• **COMPITO ASSEGNATO 1**
Riscrivi la parte del brano sul processo di Torino che inizia con le parole "Vittima: Lucia Regna, 44" e si chiude dopo "di 90 giorni.", mettendo "acciaio" al posto di "titanio".

• **ESTRATTO DEL BRANO**
====================
Eppure, a distanza di tre anni da quell’episodio, l’uomo non finirà in carcere. Perché secondo le motivazioni del giudice Paolo Gallo del tribunale di Torino, si tratta non di un accesso d’ira immotivato, bensì di uno sfogo “riconducibile alla logica delle relazioni umane”. È in queste parole che si condensano la controversia, il dolore, la risonanza pubblica.

I fatti: cosa è successo

Data dell’aggressione: 28 luglio 2022.

Vittima: Lucia Regna, 44 anni.

Imputato: l’ex compagno, con cui aveva un matrimonio di vent’anni e due figli.

Danno subito: gravissime lesioni, con il volto distrutto, il nervo oculare lesionato in modo permanente. Dopo l’aggressione, Lucia ha dovuto subire interventi chirurgici importanti, 21 placche di titanio applicate al volto. Prognosi di 90 giorni.

L’atto di accusa iniziale parlava di maltrattamenti, lesioni aggravate, minacce ripetute. La pubblica accusa chiedeva 4 anni e mezzo di carcere.

La sentenza: assoluzione dall’accusa di maltrattamenti, lieve condanna per lesioni

Nel corso del procedimento:

Il giudice Paolo Gallo ha assolto l’imputato dall’accusa di maltrattamenti, riconoscendo però il reato di lesioni.

La pena fissata è di un anno e sei mesi, con sospensione condizionale. Nessuna detenzione in carcere.
====================
• **DATI FORNITI**

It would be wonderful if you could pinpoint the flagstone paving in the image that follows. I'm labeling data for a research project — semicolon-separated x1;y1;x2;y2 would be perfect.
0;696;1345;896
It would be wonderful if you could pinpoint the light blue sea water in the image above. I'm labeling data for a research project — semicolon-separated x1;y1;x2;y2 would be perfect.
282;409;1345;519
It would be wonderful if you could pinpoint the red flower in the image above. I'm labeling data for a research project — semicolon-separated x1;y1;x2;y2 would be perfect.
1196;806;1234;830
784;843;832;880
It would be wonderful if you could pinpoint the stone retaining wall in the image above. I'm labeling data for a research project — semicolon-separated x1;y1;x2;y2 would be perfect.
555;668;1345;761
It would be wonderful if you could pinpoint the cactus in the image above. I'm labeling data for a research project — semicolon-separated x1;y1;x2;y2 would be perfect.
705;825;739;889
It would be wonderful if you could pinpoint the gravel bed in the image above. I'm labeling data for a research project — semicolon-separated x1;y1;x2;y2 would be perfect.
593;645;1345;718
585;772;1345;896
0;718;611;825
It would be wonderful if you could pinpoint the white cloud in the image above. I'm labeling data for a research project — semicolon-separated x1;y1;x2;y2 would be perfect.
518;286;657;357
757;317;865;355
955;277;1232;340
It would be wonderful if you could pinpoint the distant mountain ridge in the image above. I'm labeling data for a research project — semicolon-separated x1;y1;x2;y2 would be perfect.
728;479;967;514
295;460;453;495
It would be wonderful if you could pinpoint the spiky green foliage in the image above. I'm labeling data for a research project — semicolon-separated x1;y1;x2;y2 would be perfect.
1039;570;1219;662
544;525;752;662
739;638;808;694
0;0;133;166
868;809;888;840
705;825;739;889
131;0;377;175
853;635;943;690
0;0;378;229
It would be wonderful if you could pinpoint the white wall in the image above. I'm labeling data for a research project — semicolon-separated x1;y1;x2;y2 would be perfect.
====================
• **COMPITO ASSEGNATO 2**
Inserisci in un elenco JSON di stringhe le righe dei dati forniti, dall'inizio delle righe fino a quella che contiene "0;696;1345;896" compresa, con una stringa per ciascuna riga e senza righe vuote.

• **RISPOSTA SCRITTA 1**
Vittima: Lucia Regna, 44 anni.

Imputato: l’ex compagno, con cui aveva un matrimonio di vent’anni e due figli.

Danno subito: gravissime lesioni, con il volto distrutto, il nervo oculare lesionato in modo permanente. Dopo l’aggressione, Lucia ha dovuto subire interventi chirurgici importanti, 21 placche di acciaio applicate al volto. Prognosi di 90 giorni.

• **RISPOSTA SCRITTA 2**
[
  "It would be wonderful if you could pinpoint the flagstone paving in the image that follows. I'm labeling data for a research project — semicolon-separated x1;y1;x2;y2 would be perfect.",
  "0;696;1345;896"
]